• **Action item**
Which lines of the entries contain the word "gothic"? Please list them.

====

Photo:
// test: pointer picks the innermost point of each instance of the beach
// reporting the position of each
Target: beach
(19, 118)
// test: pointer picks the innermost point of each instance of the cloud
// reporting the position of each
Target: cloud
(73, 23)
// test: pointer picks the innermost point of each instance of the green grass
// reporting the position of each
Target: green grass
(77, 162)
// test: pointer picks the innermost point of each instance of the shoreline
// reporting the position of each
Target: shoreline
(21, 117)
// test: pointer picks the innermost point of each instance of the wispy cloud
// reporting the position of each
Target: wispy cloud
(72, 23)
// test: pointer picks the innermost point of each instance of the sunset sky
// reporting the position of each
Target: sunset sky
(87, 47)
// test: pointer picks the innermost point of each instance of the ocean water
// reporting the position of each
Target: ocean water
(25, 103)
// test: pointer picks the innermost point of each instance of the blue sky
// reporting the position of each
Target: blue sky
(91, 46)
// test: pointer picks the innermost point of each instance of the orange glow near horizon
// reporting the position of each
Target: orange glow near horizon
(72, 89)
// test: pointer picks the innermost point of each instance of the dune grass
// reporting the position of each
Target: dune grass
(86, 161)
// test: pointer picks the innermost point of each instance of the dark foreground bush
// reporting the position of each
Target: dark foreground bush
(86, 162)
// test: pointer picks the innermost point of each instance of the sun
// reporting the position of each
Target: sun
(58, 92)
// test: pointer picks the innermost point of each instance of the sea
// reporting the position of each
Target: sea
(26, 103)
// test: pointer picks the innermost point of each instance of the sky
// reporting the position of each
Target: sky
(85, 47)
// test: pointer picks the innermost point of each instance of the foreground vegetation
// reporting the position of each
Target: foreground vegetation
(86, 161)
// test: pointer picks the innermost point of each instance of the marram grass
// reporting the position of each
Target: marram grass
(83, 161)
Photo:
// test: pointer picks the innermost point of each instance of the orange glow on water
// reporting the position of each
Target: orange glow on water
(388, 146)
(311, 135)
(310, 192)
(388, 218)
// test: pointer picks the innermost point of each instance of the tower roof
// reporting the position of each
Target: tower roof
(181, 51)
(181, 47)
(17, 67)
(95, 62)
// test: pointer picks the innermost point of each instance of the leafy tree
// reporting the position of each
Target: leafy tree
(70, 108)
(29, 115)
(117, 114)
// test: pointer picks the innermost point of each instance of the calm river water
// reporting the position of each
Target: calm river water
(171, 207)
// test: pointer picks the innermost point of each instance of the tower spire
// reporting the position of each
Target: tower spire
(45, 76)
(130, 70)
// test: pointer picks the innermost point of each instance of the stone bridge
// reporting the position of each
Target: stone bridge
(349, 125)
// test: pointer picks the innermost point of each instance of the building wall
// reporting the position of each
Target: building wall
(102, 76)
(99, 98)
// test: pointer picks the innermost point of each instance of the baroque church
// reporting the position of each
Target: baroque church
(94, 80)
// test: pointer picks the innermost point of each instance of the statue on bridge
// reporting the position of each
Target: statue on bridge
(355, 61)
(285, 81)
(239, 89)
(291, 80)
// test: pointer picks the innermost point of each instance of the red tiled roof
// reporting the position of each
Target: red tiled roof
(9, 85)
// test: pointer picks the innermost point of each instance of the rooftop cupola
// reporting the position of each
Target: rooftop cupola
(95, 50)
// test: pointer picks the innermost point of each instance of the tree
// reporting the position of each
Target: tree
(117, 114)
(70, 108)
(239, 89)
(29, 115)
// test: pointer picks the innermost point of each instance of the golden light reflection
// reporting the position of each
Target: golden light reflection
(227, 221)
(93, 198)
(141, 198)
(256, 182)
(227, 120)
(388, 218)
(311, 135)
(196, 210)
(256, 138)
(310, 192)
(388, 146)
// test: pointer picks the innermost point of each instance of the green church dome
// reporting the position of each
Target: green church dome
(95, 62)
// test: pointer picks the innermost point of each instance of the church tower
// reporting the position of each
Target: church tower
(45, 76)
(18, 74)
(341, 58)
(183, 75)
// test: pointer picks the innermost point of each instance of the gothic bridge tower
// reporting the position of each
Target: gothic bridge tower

====

• **Result**
// test: pointer picks the innermost point of each instance of the gothic bridge tower
Target: gothic bridge tower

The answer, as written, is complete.